TEXT EXCERPT:
October 15, 2005
Zoning bylaw clashes with Charter rights
Which law should take priority?
Cottages used for religious purposes
A
judge of the Quebec Superior Court has ordered a congregation of orthodox Jews
in the Laurentian village of Val-Morin to stop using two summer cottages as a
communal house of prayer and religious school for their children.
The decision, which was released last month, is a classic contest over
whether a municipal zoning bylaw can take priority over rights guaranteed in the
Canadian Charter of Rights and Freedoms.
Val-Morin is a peaceful riverside village, where about 200 people in 40
families from an Outremont Jewish congregation spend their summers. Since the
early 1980s, one of the riverside cottages has been used for the daily prayers
of the group, and a second as a summer school for teaching religion to the
children.
Most members of the congregation live in about 16 cottages scattered
along wooded land beside the Riviere du Nord. Another half-dozen families live
about 600 metres away, across the road in cottages in the community campground.
The group has never disputed that the two cottages being used for its
religious purposes are located in an area zoned for residential purposes only.
Over the past 23 years, relations between the municipal leaders and the
Congregation of the Followers of the Rabbis of Belz to Strengthen Torah have
been strained, and marked with a history of complaints, warning letters, visits
from building inspectors, a temporary injunction and other court proceedings.
Finally, in April 2003, the municipality started legal proceedings to
force the congregation to stop using the cottages to pray and to educate their
children. The allegation was that one cottage had been used for two hours a day
in the summer as a synagogue and the other house as a place of religious
learning and a playground for five hours daily.
At the trial last May, the Belz congregation was supported by the
Canadian Jewish Congress, which acted as an intervenor in the proceedings. An
inspector testified that the properties were not being used for residential
purposes, and the congregation took no issue with that evidence.
Instead, the cottagers argued that the zoning bylaw was discriminatory
and a violation of their fundamental rights under the Charter.

DIRECTIONS:
**a)** Answer these questions from the Val-Morin zoning article:
(i) In what month and year did the municipality start legal proceedings against the congregation?
(ii) About how many people, in how many families, spend their summers in Val-Morin?
(iii) Which organization acted as an intervenor at the trial?
**b)** The Val-Morin zoning article says relations between the municipal leaders and the congregation were marked by a history of several things. List each of them.

Data items:
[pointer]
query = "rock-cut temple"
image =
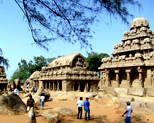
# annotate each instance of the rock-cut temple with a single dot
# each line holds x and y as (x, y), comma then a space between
(132, 64)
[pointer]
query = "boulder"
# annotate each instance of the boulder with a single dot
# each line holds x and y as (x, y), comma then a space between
(65, 111)
(11, 104)
(51, 116)
(136, 92)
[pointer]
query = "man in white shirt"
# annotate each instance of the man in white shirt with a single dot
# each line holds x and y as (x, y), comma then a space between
(80, 104)
(128, 112)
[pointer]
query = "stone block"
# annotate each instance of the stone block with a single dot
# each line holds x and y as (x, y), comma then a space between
(136, 92)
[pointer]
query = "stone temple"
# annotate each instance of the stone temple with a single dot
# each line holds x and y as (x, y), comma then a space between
(3, 80)
(67, 73)
(132, 64)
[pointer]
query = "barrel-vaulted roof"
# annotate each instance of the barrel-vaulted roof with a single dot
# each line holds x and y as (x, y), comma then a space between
(139, 22)
(36, 74)
(65, 61)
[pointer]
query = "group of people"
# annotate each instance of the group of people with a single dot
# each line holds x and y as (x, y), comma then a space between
(86, 105)
(31, 102)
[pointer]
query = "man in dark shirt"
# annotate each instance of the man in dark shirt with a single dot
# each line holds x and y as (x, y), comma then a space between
(30, 102)
(86, 108)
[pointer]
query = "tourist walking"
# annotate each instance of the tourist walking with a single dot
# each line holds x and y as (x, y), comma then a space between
(42, 99)
(30, 102)
(80, 104)
(128, 112)
(86, 108)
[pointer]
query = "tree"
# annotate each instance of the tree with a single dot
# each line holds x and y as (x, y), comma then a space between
(3, 61)
(95, 60)
(25, 69)
(69, 20)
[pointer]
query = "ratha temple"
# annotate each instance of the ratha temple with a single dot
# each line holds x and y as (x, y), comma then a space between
(132, 64)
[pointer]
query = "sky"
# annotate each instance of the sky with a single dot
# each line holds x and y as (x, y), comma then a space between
(16, 41)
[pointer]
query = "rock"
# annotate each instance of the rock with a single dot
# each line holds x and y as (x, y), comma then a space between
(136, 91)
(51, 116)
(65, 111)
(31, 116)
(11, 104)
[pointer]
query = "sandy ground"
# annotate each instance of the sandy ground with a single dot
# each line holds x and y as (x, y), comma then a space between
(99, 114)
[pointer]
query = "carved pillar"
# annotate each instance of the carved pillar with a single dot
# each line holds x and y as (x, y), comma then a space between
(53, 86)
(117, 77)
(128, 77)
(86, 87)
(49, 85)
(107, 78)
(140, 76)
(79, 86)
(57, 85)
(40, 84)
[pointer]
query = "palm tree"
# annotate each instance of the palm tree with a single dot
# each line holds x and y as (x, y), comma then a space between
(3, 60)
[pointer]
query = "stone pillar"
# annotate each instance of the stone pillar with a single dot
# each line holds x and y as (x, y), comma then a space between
(140, 77)
(86, 87)
(49, 85)
(117, 78)
(53, 86)
(107, 78)
(41, 84)
(128, 77)
(64, 82)
(57, 85)
(79, 87)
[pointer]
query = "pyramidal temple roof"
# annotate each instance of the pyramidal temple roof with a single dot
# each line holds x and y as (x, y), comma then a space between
(64, 61)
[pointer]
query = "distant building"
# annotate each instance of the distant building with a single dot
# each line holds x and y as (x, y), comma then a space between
(67, 73)
(132, 64)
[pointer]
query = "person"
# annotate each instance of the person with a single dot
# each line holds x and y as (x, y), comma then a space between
(86, 108)
(6, 92)
(128, 112)
(15, 91)
(80, 104)
(42, 98)
(33, 90)
(30, 102)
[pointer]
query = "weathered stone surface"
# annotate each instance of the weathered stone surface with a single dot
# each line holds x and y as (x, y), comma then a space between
(121, 91)
(136, 91)
(132, 64)
(51, 116)
(11, 104)
(65, 111)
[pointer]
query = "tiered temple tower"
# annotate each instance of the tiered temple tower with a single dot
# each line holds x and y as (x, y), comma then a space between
(132, 64)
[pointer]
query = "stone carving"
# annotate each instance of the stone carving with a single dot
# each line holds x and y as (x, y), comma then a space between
(133, 58)
(3, 80)
(67, 73)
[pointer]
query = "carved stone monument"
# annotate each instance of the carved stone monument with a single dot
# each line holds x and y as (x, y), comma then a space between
(67, 73)
(3, 80)
(132, 64)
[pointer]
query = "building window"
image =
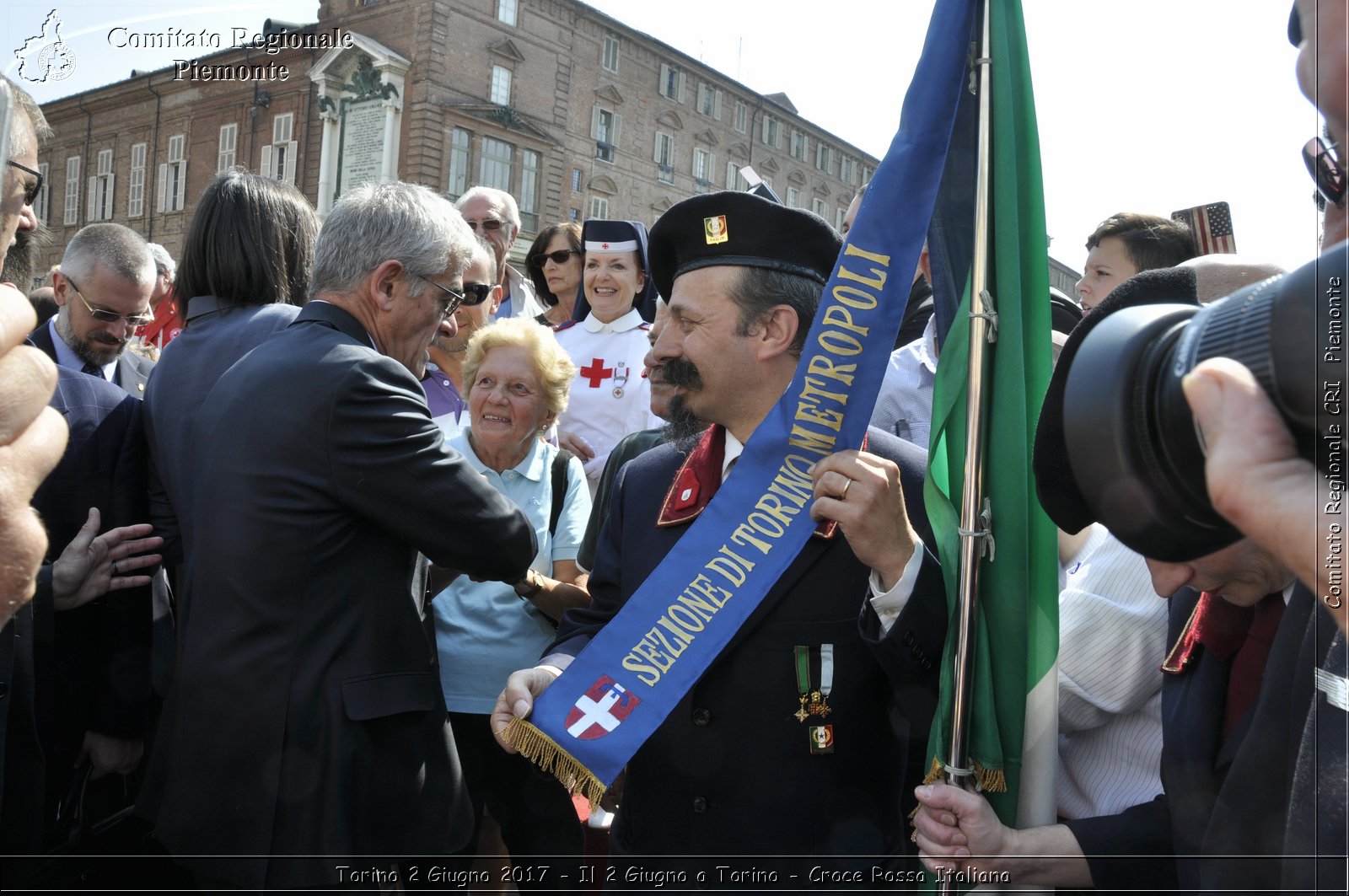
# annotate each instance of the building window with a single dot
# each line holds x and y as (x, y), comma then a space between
(528, 196)
(501, 85)
(42, 206)
(605, 130)
(228, 141)
(496, 166)
(278, 159)
(847, 170)
(703, 165)
(101, 188)
(459, 142)
(772, 131)
(823, 158)
(173, 177)
(672, 84)
(733, 177)
(72, 212)
(664, 158)
(137, 188)
(710, 101)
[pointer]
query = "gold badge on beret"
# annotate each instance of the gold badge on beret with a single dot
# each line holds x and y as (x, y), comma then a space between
(714, 229)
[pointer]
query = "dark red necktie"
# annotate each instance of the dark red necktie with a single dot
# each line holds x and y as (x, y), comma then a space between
(1250, 664)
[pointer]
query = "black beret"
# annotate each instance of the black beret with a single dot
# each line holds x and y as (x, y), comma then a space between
(745, 229)
(1054, 483)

ANSWER SET:
**a)**
(i) April 2003
(ii) About 200 people in 40 families
(iii) The Canadian Jewish Congress

**b)**
- Complaints
- Warning letters
- Visits from building inspectors
- A temporary injunction
- Other court proceedings